_PROBLEM TO WORK ON_
Reproduce every line of the records below word for word, leaving out the pictures.

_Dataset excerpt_
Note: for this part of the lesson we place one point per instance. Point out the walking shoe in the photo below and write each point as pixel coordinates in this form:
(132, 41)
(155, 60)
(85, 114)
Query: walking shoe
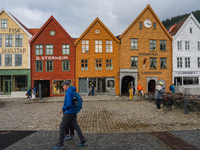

_THE ANSWER_
Note: for this part of the lesson we place one point per instance. Point out the walking shoe in the photo below and write each point as pixel coordinates in this form:
(132, 41)
(155, 60)
(85, 114)
Query: walking shoe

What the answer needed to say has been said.